◆ **WHAT THE TASK ASKS**: Wherever the string "rough" shows up in the records below, return that line.

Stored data
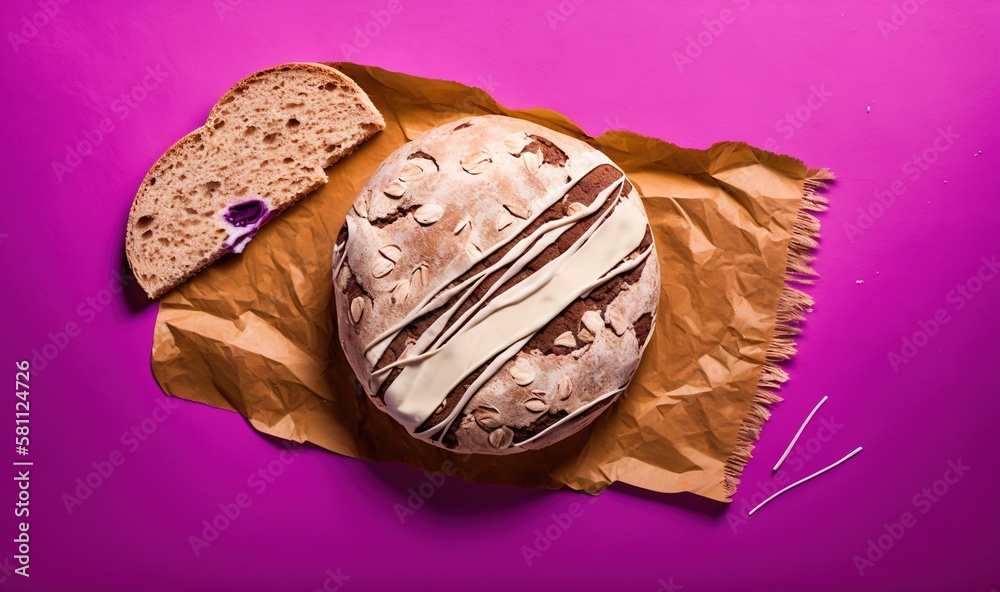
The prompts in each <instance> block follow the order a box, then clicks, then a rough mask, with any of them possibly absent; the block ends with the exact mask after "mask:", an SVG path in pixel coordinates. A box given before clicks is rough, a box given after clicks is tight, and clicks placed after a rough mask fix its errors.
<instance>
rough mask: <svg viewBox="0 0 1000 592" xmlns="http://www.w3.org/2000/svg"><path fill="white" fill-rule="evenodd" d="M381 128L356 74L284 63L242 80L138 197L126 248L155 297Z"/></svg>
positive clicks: (169, 288)
mask: <svg viewBox="0 0 1000 592" xmlns="http://www.w3.org/2000/svg"><path fill="white" fill-rule="evenodd" d="M384 127H385V121H384V120H383V119H382V116H381V114H379V112H378V110H376V109H375V106H374V105H372V102H371V100H369V98H368V96H367V95H366V94H365V93H364V91H363V90H361V88H360V87H358V85H357V84H355V82H354V81H353V80H351V79H350V78H348V77H346V76H345V75H344V74H342V73H341V72H340V71H338V70H336V69H334V68H331V67H329V66H326V65H323V64H306V63H301V64H285V65H282V66H276V67H274V68H268V69H267V70H263V71H261V72H258V73H256V74H253V75H252V76H248V77H247V78H244V79H243V80H241V81H240V82H239V83H237V84H236V85H235V86H234V87H233V88H231V89H230V90H229V92H227V93H226V94H225V95H223V97H222V98H221V99H220V100H219V102H218V103H216V104H215V107H213V108H212V111H211V113H209V115H208V121H207V122H206V123H205V125H203V126H202V127H200V128H198V129H196V130H195V131H193V132H191V133H190V134H188V135H186V136H184V137H183V138H181V140H179V141H178V142H177V143H176V144H174V145H173V146H171V147H170V149H169V150H167V151H166V152H165V153H164V154H163V156H161V157H160V159H159V160H157V161H156V164H154V165H153V167H152V168H151V169H150V170H149V172H148V173H147V174H146V178H145V179H143V182H142V186H141V187H140V188H139V191H138V193H137V194H136V196H135V200H134V201H133V202H132V210H131V211H130V212H129V217H128V228H127V230H126V234H125V252H126V254H127V256H128V260H129V264H130V265H131V266H132V270H133V272H134V273H135V277H136V278H137V279H138V281H139V284H140V285H141V286H142V288H143V289H144V290H145V291H146V294H148V295H149V297H150V298H157V297H159V296H161V295H162V294H164V293H165V292H167V291H168V290H170V289H172V288H174V287H176V286H178V285H179V284H181V283H183V282H184V281H185V280H187V279H188V278H190V277H191V276H193V275H194V274H196V273H198V272H199V271H201V270H202V269H204V268H205V267H207V266H208V265H209V264H210V263H212V262H213V261H215V260H216V259H218V258H219V257H221V256H222V255H224V254H226V253H227V252H237V253H239V252H242V250H243V247H244V246H246V243H247V242H248V241H249V239H250V238H252V237H253V235H254V234H255V233H256V232H257V230H258V229H259V228H260V227H261V226H262V225H263V224H264V223H265V222H267V221H268V220H270V219H271V218H273V217H274V216H275V215H277V214H278V213H280V212H281V211H282V210H284V209H285V208H287V207H288V206H290V205H291V204H293V203H295V202H296V201H298V200H299V199H300V198H302V197H304V196H305V195H307V194H308V193H309V192H311V191H313V190H315V189H316V188H318V187H320V186H322V185H323V184H324V183H326V181H327V177H326V173H325V172H324V171H323V169H324V168H326V167H328V166H330V165H332V164H333V163H335V162H336V161H337V160H339V159H341V158H343V157H344V156H347V155H348V154H350V153H351V152H352V151H353V150H354V149H355V148H356V147H357V146H358V145H359V144H361V143H362V142H364V141H365V140H367V139H368V138H370V137H371V136H373V135H374V134H376V133H377V132H379V131H380V130H382V129H383V128H384Z"/></svg>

◆ **ANSWER FOR THE TASK**:
The prompts in each <instance> block follow the order a box, then clicks, then a rough mask, with any of them possibly absent; the block ends with the exact mask after "mask:", an SVG path in pixel coordinates. A box given before clicks is rough, a box given after clicks is tight, and clicks placed after a rough mask fix its errors.
rough mask: <svg viewBox="0 0 1000 592" xmlns="http://www.w3.org/2000/svg"><path fill="white" fill-rule="evenodd" d="M381 128L356 74L284 63L242 80L138 197L126 248L155 297Z"/></svg>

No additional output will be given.